__Estratto del documento__.

ALLA FONTE DEI COLORI E DELLA LUCE DI KLIMT
L’esposizione al Belvedere dimostra che l’artista trovò sé stesso attraverso l’ispirazione nata dal confronto con le avanguardie internazionali invitate in città dalla Secessione
Quando decise di farla finita con lo storicismo accademico, se ne staccò e con altri venti artisti fondò il gruppo della Secessione viennese (1897), Gustav Klimt aveva 34 anni: era un pittore celebre in città, rispettato, premiato dall’Imperatore, locupletato di commissioni prestigiose; ed era una sorta di piccolo imprenditore. Tutti lo riconoscevano come il successore naturale di Hans Makart, che con il proprio pennello flamboyant aveva decorato palazzi, teatri, soffitti di pubbliche istituzioni, atrii e scaloni. Morto improvvisamente Makart nel 1884, la «ditta» Klimt raccolse il testimone e proseguì: il passaggio è diretto, per citare un esempio, nelle lunette e nei riquadri che adornano l’ingresso del Kunsthistorisches Museum. La struttura urbana stabilitasi con la creazione del Ring intorno al centro cittadino, la stessa che caratterizza Vienna oggi, significava un’inesauribile riserva di edifici prestigiosi e di pareti nude da riempire con soggetti storici o allegorici, e nessuno come Klimt possedeva la tecnica fotorealistica richiesta dal gusto imperante.
Come dunque si arriva, partendo da queste premesse, agli esiti che rendono Klimt immediatamente riconoscibile, alla stilizzazione del Fregio di Beethoven (1901), all’estasi aurea del Bacio (1908-09), all’accensione coloristica violenta della Sposa (1917-18), il capolavoro incompiuto? Nella ricchissima esposizione visitabile presso il Belvedere viennese, in coproduzione con il Museo Van Gogh di Amsterdam (il titolo è in inglese: Klimt. Inspired by Van Gogh, Rodin, Matisse), la tesi critica è che l’artista abbia trovato sé stesso attraverso l’ispirazione, costante e rigenerantesi, offertagli da una serie di pittori: mutuandone tematiche, tecniche, soluzioni compositive, elementi grafici e formali, perché venissero inglobati nel proprio linguaggio. Le «prove» offerte sono apprezzabili e talora stupefacenti.

__Obiettivo 1__. Raccogli tutte le righe dei record che contengono la stringa "green", tenendo conto di maiuscole e minuscole.
L'articolo e i record provengono da fonti diverse.

[Voci elencate in un dataset]

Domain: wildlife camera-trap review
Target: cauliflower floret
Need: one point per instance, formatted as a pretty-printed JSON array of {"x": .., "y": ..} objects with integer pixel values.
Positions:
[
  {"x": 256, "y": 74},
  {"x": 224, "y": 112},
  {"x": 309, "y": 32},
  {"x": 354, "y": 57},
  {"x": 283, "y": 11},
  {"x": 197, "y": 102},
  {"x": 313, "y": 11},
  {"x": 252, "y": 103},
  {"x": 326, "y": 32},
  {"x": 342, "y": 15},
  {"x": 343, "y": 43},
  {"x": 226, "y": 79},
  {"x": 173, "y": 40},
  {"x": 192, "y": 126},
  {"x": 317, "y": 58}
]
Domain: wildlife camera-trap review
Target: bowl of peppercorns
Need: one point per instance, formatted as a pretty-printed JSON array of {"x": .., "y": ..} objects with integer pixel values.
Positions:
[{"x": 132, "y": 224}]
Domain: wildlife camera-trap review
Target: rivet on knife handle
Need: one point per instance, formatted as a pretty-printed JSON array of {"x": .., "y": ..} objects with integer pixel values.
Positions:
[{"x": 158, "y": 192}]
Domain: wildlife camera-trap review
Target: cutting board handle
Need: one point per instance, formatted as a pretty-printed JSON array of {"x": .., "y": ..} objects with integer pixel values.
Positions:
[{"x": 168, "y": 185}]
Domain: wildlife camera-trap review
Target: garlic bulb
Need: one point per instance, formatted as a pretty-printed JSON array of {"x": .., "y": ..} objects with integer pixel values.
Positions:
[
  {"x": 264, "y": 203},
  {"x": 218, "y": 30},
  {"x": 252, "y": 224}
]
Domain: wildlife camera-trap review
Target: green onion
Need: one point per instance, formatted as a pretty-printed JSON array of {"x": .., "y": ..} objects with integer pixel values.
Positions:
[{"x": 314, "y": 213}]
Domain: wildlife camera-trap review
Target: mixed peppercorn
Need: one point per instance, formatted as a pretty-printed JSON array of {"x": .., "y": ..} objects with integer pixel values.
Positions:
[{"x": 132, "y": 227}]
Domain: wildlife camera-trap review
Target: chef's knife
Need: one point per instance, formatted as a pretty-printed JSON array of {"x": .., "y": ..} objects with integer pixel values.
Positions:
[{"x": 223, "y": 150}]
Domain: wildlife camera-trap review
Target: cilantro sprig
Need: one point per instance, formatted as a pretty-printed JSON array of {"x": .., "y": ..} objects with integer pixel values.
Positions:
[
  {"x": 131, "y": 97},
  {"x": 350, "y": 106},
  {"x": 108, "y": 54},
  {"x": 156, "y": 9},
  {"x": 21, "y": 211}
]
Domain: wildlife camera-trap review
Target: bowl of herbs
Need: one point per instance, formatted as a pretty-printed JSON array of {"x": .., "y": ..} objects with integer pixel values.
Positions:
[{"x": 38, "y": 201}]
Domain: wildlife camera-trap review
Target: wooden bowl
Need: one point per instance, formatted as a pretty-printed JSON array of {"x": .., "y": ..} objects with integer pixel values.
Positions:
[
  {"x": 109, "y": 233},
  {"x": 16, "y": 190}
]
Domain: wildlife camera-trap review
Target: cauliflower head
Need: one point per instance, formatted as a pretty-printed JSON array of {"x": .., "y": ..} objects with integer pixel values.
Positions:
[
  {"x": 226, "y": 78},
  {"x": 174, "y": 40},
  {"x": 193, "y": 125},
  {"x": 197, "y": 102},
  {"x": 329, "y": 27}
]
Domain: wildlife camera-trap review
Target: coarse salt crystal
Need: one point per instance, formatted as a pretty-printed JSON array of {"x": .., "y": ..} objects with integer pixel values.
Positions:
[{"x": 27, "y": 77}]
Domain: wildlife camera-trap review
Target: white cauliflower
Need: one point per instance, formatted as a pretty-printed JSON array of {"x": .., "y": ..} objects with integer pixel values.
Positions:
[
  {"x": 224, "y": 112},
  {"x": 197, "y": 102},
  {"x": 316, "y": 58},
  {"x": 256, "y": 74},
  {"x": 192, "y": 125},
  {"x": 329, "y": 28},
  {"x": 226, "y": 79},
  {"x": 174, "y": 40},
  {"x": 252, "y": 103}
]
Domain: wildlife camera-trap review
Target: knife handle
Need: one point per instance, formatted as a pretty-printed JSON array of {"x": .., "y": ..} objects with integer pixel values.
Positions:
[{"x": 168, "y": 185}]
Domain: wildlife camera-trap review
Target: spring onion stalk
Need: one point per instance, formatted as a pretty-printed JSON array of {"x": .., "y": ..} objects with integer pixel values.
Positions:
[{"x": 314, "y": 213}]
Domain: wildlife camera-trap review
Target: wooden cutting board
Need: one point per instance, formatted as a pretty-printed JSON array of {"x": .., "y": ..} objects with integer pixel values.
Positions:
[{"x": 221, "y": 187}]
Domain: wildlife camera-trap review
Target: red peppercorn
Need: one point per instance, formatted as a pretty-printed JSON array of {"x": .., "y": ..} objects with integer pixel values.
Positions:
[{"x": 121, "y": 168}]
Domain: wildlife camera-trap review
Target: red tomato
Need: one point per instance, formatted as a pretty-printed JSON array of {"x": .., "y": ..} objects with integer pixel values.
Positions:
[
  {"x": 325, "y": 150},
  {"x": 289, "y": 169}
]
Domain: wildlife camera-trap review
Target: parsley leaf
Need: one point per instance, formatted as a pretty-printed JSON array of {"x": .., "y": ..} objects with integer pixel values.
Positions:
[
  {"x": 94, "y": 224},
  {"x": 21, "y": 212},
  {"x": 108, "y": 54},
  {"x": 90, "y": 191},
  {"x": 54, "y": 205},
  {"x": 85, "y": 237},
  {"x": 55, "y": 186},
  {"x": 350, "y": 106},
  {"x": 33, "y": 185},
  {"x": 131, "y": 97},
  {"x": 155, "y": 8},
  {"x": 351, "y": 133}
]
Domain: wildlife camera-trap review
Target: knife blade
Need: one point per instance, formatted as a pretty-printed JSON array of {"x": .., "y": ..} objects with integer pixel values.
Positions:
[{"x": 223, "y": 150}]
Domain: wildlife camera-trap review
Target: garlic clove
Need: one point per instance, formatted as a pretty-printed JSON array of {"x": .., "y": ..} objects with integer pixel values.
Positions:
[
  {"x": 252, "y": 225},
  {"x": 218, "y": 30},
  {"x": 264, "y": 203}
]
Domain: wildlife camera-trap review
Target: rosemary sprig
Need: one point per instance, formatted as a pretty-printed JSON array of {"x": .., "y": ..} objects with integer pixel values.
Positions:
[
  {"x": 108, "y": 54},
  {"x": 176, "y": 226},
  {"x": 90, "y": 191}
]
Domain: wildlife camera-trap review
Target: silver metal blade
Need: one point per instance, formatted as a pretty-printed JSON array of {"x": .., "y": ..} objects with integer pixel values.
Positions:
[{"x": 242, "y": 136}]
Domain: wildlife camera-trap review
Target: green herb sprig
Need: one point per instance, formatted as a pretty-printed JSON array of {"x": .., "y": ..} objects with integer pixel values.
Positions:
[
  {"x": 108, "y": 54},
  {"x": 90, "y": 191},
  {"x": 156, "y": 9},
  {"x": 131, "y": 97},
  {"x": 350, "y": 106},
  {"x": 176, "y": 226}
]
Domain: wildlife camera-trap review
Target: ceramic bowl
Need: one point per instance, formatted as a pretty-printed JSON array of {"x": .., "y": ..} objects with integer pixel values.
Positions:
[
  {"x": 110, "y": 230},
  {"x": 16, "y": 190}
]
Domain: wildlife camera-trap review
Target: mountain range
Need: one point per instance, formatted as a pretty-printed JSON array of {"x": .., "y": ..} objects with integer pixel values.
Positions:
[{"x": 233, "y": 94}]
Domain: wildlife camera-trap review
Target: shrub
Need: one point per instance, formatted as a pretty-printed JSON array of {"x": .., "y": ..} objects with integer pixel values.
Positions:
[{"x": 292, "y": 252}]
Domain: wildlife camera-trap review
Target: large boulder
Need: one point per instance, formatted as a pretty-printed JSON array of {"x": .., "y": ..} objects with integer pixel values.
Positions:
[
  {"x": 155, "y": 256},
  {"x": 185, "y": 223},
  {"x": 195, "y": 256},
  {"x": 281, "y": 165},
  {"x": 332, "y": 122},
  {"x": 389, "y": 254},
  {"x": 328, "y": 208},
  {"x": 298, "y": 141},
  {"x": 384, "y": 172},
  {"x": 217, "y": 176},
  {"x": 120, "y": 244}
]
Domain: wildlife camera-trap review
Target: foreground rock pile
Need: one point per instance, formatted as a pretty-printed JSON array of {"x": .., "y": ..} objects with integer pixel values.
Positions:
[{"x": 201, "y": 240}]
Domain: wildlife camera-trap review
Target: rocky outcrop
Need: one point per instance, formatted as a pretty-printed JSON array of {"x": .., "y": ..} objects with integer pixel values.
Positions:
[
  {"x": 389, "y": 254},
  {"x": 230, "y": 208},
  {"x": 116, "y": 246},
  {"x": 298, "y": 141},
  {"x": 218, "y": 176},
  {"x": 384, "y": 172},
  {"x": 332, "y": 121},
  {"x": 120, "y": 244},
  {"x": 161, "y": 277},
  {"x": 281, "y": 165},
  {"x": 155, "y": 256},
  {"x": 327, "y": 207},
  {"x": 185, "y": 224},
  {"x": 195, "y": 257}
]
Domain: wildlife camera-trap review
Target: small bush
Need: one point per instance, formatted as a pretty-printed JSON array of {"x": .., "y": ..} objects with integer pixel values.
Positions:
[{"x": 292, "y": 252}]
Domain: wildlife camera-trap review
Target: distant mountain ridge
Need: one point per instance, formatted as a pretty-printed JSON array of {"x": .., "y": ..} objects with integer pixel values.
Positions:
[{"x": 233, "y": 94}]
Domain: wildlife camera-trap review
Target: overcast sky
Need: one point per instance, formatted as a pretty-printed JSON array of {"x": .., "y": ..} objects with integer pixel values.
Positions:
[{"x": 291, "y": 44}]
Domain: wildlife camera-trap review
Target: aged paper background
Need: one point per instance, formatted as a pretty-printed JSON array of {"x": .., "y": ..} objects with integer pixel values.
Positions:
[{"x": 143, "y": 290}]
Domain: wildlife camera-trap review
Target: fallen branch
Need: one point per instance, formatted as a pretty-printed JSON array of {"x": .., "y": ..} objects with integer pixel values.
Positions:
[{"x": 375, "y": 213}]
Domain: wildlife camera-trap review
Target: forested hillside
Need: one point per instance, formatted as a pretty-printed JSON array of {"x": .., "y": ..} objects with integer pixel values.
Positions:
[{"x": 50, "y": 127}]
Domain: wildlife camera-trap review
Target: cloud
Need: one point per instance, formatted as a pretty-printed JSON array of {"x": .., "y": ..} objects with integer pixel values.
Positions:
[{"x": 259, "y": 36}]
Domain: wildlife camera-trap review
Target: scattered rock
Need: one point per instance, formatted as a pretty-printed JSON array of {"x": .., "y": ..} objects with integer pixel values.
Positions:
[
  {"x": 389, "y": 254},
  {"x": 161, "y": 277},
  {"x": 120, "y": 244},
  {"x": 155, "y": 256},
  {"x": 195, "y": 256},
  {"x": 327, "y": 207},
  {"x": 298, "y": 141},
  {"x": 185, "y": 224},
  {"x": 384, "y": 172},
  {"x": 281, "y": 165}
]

__Obiettivo 2__. Secondo l'articolo, quanti anni aveva Gustav Klimt quando fondò il gruppo della Secessione viennese?

__Soluzione 1__.
Target: green onion
Target: green herb sprig

__Soluzione 2__. Aveva 34 anni.